- [Exercise details]: Word for word, restate the lines of the data below between those holding "mark the light" and "target: windshield", inclusive; pictures do not belong in the copy.

Free-text object descriptions
[Start of section]

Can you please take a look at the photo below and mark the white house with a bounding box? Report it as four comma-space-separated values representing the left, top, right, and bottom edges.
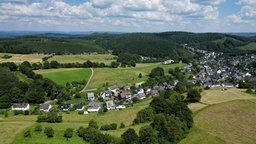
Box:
106, 101, 115, 110
87, 92, 95, 101
12, 103, 30, 111
108, 85, 119, 96
163, 60, 174, 64
39, 103, 52, 112
87, 102, 101, 112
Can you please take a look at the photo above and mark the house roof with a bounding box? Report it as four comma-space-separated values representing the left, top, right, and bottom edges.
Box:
108, 85, 118, 90
88, 102, 101, 107
87, 92, 94, 98
73, 104, 84, 109
12, 103, 29, 109
106, 101, 115, 108
40, 103, 51, 110
58, 104, 71, 110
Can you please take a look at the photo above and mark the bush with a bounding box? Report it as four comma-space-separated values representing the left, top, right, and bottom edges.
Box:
119, 123, 125, 128
14, 110, 23, 115
24, 110, 30, 115
133, 107, 155, 124
37, 115, 48, 122
64, 128, 73, 140
100, 123, 117, 131
24, 130, 31, 138
89, 119, 99, 129
34, 125, 42, 132
56, 116, 63, 123
78, 111, 84, 115
77, 126, 86, 137
69, 107, 75, 111
44, 127, 54, 138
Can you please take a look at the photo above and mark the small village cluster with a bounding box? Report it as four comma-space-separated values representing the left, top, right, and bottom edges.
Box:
11, 82, 172, 114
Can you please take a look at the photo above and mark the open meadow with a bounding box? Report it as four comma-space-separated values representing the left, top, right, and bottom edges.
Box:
0, 53, 47, 63
181, 88, 256, 144
48, 54, 117, 65
35, 68, 92, 85
87, 63, 184, 89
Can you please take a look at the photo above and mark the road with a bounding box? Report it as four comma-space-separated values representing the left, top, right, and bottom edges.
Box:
80, 67, 94, 93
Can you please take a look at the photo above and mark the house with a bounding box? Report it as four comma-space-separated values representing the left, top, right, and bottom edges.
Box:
106, 101, 115, 110
99, 90, 112, 99
150, 90, 159, 97
134, 88, 144, 94
136, 93, 146, 100
58, 104, 71, 111
115, 103, 126, 109
87, 92, 95, 101
12, 103, 30, 111
39, 103, 52, 112
221, 82, 234, 88
144, 87, 151, 94
123, 84, 132, 91
108, 85, 119, 96
163, 60, 174, 64
73, 104, 84, 110
87, 102, 101, 112
120, 91, 132, 101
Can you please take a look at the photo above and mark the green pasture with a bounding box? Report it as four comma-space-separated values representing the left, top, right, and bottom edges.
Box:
35, 68, 91, 85
87, 63, 184, 89
48, 54, 117, 65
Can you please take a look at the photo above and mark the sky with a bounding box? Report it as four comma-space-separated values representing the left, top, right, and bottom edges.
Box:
0, 0, 255, 32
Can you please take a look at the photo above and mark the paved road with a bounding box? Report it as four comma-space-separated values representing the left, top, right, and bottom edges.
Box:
80, 68, 94, 93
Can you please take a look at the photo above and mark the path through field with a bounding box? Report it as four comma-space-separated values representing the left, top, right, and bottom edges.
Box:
80, 68, 94, 93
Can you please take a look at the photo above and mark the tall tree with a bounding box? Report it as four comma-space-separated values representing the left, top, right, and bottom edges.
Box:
121, 128, 139, 144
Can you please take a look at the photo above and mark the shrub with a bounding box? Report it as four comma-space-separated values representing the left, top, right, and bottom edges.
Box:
56, 116, 63, 123
34, 125, 42, 132
24, 110, 30, 115
119, 122, 125, 128
37, 115, 48, 122
14, 110, 23, 115
133, 107, 155, 124
78, 111, 84, 115
44, 127, 54, 138
186, 88, 201, 102
64, 128, 73, 140
89, 119, 99, 129
69, 107, 75, 111
100, 123, 117, 131
24, 130, 31, 138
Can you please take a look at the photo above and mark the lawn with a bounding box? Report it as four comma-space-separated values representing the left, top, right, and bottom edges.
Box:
48, 54, 117, 65
0, 53, 48, 63
35, 68, 92, 86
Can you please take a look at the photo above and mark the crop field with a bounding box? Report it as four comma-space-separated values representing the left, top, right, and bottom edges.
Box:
0, 53, 47, 63
35, 68, 92, 85
48, 54, 117, 65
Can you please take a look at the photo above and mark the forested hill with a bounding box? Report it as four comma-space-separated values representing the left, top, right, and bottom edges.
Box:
0, 32, 255, 58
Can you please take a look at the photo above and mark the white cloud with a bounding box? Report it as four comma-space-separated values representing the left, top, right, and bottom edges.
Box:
0, 0, 253, 32
226, 0, 256, 24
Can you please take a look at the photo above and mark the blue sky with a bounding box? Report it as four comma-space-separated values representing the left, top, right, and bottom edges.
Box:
0, 0, 255, 32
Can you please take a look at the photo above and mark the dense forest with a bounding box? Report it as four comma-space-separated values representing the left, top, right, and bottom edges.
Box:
0, 32, 255, 60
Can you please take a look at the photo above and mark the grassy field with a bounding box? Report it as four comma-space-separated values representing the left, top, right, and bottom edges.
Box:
0, 53, 47, 63
239, 42, 256, 51
181, 88, 256, 144
181, 100, 256, 144
87, 63, 184, 89
35, 68, 91, 85
48, 54, 117, 65
1, 98, 151, 144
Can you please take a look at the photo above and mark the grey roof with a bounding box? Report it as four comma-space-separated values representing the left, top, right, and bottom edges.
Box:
40, 103, 51, 110
12, 103, 29, 108
88, 102, 101, 107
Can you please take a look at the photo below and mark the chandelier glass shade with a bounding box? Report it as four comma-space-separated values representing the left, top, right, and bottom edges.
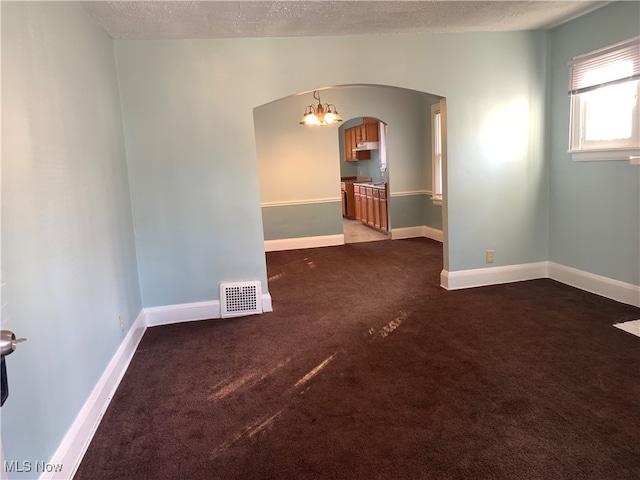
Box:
299, 90, 342, 126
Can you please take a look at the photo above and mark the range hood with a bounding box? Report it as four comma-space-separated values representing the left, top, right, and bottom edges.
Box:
353, 141, 380, 152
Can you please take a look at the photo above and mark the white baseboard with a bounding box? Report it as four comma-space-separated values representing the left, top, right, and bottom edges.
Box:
441, 262, 549, 290
262, 293, 273, 313
145, 294, 273, 327
144, 300, 221, 327
43, 310, 147, 480
264, 234, 344, 252
548, 262, 640, 308
43, 291, 274, 479
391, 226, 443, 242
265, 228, 443, 251
441, 261, 640, 308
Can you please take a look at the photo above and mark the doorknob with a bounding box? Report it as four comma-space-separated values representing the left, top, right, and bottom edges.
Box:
1, 330, 26, 407
1, 330, 26, 357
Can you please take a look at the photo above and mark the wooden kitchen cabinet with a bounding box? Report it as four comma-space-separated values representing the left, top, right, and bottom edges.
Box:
345, 127, 366, 161
355, 125, 378, 144
355, 148, 371, 161
344, 130, 351, 161
353, 183, 388, 233
358, 186, 366, 223
345, 127, 355, 162
360, 120, 379, 143
359, 186, 368, 223
341, 182, 356, 219
366, 122, 379, 142
373, 189, 381, 229
365, 187, 375, 227
344, 119, 379, 162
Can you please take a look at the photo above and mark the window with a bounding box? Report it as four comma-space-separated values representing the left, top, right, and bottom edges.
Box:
568, 36, 640, 163
431, 100, 445, 205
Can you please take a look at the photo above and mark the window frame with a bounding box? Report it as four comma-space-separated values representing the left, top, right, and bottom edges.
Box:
568, 36, 640, 163
431, 101, 444, 206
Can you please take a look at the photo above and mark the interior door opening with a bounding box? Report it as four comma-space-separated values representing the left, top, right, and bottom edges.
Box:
254, 84, 446, 261
339, 117, 390, 244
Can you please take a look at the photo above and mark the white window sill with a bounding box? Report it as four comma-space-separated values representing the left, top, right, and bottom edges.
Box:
569, 148, 640, 164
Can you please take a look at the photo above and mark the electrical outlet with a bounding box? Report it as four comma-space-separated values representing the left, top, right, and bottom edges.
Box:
119, 315, 124, 331
486, 250, 495, 263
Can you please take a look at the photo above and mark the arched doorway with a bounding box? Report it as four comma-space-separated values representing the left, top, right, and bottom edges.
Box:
254, 84, 446, 255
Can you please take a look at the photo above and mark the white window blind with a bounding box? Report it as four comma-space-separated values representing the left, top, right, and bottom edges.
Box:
569, 36, 640, 95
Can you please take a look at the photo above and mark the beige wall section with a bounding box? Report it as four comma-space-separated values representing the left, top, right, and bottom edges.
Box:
254, 85, 442, 205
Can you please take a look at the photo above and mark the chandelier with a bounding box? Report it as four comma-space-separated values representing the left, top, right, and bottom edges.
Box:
299, 90, 342, 126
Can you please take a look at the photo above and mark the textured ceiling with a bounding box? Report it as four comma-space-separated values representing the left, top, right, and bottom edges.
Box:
82, 1, 610, 40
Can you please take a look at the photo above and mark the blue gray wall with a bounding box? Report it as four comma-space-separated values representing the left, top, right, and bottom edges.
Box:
114, 28, 548, 284
548, 1, 640, 286
2, 2, 141, 475
3, 1, 637, 476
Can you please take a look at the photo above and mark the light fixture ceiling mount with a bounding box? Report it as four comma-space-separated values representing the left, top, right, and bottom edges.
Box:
299, 90, 342, 126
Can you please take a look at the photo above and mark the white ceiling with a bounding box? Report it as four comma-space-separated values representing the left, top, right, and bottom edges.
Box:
82, 1, 610, 40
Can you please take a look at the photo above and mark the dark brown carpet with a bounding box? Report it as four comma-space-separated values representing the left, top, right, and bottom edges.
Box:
75, 238, 640, 480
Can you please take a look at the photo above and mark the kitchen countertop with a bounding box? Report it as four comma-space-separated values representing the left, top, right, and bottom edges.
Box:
353, 181, 387, 188
341, 176, 372, 183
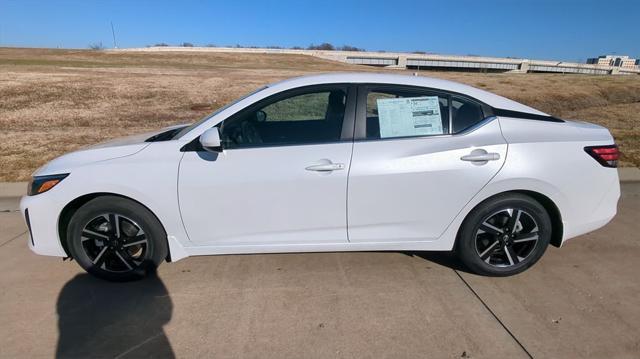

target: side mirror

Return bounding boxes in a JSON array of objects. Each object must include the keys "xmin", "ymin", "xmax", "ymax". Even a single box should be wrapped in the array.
[{"xmin": 199, "ymin": 127, "xmax": 222, "ymax": 152}]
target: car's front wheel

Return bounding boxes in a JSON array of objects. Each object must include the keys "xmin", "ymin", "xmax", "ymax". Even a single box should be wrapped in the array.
[
  {"xmin": 66, "ymin": 196, "xmax": 168, "ymax": 281},
  {"xmin": 456, "ymin": 193, "xmax": 552, "ymax": 276}
]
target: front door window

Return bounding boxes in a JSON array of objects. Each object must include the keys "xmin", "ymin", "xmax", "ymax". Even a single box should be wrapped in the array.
[{"xmin": 220, "ymin": 89, "xmax": 347, "ymax": 148}]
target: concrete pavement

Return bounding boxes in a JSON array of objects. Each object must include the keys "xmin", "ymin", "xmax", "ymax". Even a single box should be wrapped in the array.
[{"xmin": 0, "ymin": 184, "xmax": 639, "ymax": 358}]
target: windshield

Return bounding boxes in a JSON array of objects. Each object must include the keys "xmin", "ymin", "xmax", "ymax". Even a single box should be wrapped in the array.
[{"xmin": 172, "ymin": 86, "xmax": 268, "ymax": 139}]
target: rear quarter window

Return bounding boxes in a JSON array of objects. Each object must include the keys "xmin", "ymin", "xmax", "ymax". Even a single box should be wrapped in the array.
[{"xmin": 451, "ymin": 96, "xmax": 485, "ymax": 133}]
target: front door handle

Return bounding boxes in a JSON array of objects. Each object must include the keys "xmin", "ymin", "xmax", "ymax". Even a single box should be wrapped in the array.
[
  {"xmin": 461, "ymin": 149, "xmax": 500, "ymax": 164},
  {"xmin": 305, "ymin": 160, "xmax": 345, "ymax": 172}
]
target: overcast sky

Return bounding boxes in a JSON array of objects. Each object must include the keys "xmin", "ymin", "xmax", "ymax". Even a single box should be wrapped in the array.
[{"xmin": 1, "ymin": 0, "xmax": 638, "ymax": 62}]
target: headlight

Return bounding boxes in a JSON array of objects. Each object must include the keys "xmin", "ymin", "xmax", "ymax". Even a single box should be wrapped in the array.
[{"xmin": 27, "ymin": 174, "xmax": 69, "ymax": 196}]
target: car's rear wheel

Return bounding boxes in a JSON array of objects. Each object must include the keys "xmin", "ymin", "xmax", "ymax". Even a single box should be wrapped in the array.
[
  {"xmin": 66, "ymin": 196, "xmax": 168, "ymax": 281},
  {"xmin": 456, "ymin": 193, "xmax": 551, "ymax": 276}
]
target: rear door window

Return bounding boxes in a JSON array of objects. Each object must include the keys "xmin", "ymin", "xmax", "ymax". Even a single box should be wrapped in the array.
[{"xmin": 365, "ymin": 90, "xmax": 450, "ymax": 140}]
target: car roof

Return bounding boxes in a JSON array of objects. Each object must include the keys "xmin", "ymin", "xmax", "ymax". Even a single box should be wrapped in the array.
[{"xmin": 269, "ymin": 73, "xmax": 548, "ymax": 116}]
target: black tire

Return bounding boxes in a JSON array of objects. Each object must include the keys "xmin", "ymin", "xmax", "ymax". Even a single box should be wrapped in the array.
[
  {"xmin": 456, "ymin": 193, "xmax": 551, "ymax": 276},
  {"xmin": 66, "ymin": 196, "xmax": 168, "ymax": 281}
]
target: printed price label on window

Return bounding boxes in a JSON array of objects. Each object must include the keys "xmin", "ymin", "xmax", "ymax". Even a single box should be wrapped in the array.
[{"xmin": 377, "ymin": 96, "xmax": 444, "ymax": 138}]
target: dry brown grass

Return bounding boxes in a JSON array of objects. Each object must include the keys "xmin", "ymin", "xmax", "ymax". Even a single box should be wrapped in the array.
[{"xmin": 1, "ymin": 47, "xmax": 639, "ymax": 181}]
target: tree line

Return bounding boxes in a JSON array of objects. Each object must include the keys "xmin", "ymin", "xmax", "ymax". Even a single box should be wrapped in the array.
[{"xmin": 147, "ymin": 42, "xmax": 365, "ymax": 51}]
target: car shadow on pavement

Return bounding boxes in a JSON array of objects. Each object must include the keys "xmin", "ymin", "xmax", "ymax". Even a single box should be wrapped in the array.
[
  {"xmin": 56, "ymin": 270, "xmax": 174, "ymax": 358},
  {"xmin": 403, "ymin": 251, "xmax": 474, "ymax": 274}
]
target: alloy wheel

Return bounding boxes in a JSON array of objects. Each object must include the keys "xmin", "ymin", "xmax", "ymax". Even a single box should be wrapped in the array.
[
  {"xmin": 474, "ymin": 208, "xmax": 539, "ymax": 267},
  {"xmin": 80, "ymin": 213, "xmax": 149, "ymax": 273}
]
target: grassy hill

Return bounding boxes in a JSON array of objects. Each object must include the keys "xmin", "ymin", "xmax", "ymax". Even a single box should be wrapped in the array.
[{"xmin": 1, "ymin": 47, "xmax": 638, "ymax": 181}]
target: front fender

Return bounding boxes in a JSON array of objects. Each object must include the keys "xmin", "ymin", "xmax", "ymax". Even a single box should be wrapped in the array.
[{"xmin": 21, "ymin": 141, "xmax": 191, "ymax": 260}]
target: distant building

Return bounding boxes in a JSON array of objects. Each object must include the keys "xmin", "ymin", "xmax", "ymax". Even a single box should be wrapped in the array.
[{"xmin": 587, "ymin": 55, "xmax": 637, "ymax": 68}]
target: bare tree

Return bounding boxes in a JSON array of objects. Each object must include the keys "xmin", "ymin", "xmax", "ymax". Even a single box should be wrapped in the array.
[
  {"xmin": 307, "ymin": 43, "xmax": 335, "ymax": 51},
  {"xmin": 338, "ymin": 45, "xmax": 364, "ymax": 52}
]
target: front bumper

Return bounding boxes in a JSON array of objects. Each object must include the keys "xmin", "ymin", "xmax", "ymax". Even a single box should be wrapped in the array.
[{"xmin": 20, "ymin": 194, "xmax": 68, "ymax": 257}]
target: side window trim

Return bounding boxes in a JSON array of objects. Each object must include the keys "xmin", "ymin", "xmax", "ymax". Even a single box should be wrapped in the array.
[
  {"xmin": 447, "ymin": 94, "xmax": 453, "ymax": 135},
  {"xmin": 341, "ymin": 85, "xmax": 358, "ymax": 141}
]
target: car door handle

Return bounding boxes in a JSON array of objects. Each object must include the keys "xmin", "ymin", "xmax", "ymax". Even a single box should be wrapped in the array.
[
  {"xmin": 305, "ymin": 162, "xmax": 345, "ymax": 172},
  {"xmin": 460, "ymin": 150, "xmax": 501, "ymax": 162}
]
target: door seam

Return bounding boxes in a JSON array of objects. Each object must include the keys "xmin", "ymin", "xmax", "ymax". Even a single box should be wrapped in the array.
[
  {"xmin": 176, "ymin": 151, "xmax": 194, "ymax": 243},
  {"xmin": 345, "ymin": 85, "xmax": 359, "ymax": 243},
  {"xmin": 345, "ymin": 140, "xmax": 355, "ymax": 243}
]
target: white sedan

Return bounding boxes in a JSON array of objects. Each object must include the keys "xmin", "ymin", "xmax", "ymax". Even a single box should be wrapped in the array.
[{"xmin": 20, "ymin": 73, "xmax": 620, "ymax": 281}]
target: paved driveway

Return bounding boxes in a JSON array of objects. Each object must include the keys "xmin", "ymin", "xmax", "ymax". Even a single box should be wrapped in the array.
[{"xmin": 0, "ymin": 184, "xmax": 638, "ymax": 358}]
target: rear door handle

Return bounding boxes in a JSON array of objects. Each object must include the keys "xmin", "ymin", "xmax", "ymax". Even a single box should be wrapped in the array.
[
  {"xmin": 461, "ymin": 149, "xmax": 500, "ymax": 163},
  {"xmin": 305, "ymin": 161, "xmax": 345, "ymax": 172}
]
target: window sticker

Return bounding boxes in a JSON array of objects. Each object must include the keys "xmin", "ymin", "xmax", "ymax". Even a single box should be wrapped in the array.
[{"xmin": 377, "ymin": 96, "xmax": 444, "ymax": 138}]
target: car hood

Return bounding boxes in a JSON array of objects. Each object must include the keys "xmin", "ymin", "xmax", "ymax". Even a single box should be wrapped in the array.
[{"xmin": 33, "ymin": 125, "xmax": 184, "ymax": 176}]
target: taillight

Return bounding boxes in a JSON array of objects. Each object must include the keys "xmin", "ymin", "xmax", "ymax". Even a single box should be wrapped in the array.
[{"xmin": 584, "ymin": 145, "xmax": 619, "ymax": 168}]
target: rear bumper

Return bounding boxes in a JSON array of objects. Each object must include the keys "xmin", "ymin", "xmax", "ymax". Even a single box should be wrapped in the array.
[
  {"xmin": 561, "ymin": 173, "xmax": 620, "ymax": 244},
  {"xmin": 20, "ymin": 194, "xmax": 68, "ymax": 257}
]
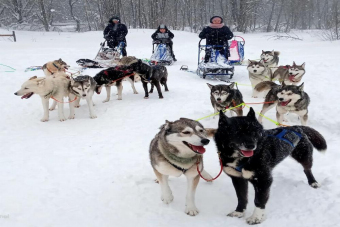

[End of section]

- [Solution to the problem]:
Can you please take a look at the photo above and mark the light fixture ceiling mount with a bounding box? Report it as four comma-space-separated values representing the left, top, right, and bottom edges.
Box:
299, 90, 342, 126
Can you please take a look at the photo above and mark the white ceiling with a bounding box? Report it as four comma-space-separated values representing the left, top, right, and bottom edges.
Box:
82, 1, 610, 40
Can you please take a look at the photo above and mark the dark brown carpet with a bounding box? Report it as four comma-space-separated values representing the left, top, right, and bottom edges.
Box:
75, 238, 640, 480
Can you please take a look at the photo above and mark the kitchen countertop with a bounding box? Report it as four comma-space-separated values representing the left, top, right, and bottom edges.
Box:
353, 181, 387, 188
341, 176, 372, 183

target: side mirror

Return bounding boxes in a JSON array of objects. Each object must include the keys "xmin", "ymin", "xmax", "ymax". Even a single box should be wrapped in the array.
[{"xmin": 199, "ymin": 127, "xmax": 222, "ymax": 152}]
target: car's front wheel

Return bounding boxes in a JSON array of objects. Each object must include the keys "xmin", "ymin", "xmax", "ymax". Even a single box should be wrapped in the array.
[
  {"xmin": 66, "ymin": 196, "xmax": 168, "ymax": 281},
  {"xmin": 456, "ymin": 193, "xmax": 552, "ymax": 276}
]
target: front door window

Return bounding boxes in a JSON array of objects. Each object must include the keys "xmin", "ymin", "xmax", "ymax". Even a single box should be wrapped in the array.
[{"xmin": 220, "ymin": 89, "xmax": 347, "ymax": 148}]
target: concrete pavement

Return bounding boxes in a JSON array of objects. Each object must include the keys "xmin", "ymin", "xmax", "ymax". Even a single box should be wrapped in the array.
[{"xmin": 0, "ymin": 184, "xmax": 639, "ymax": 358}]
target: windshield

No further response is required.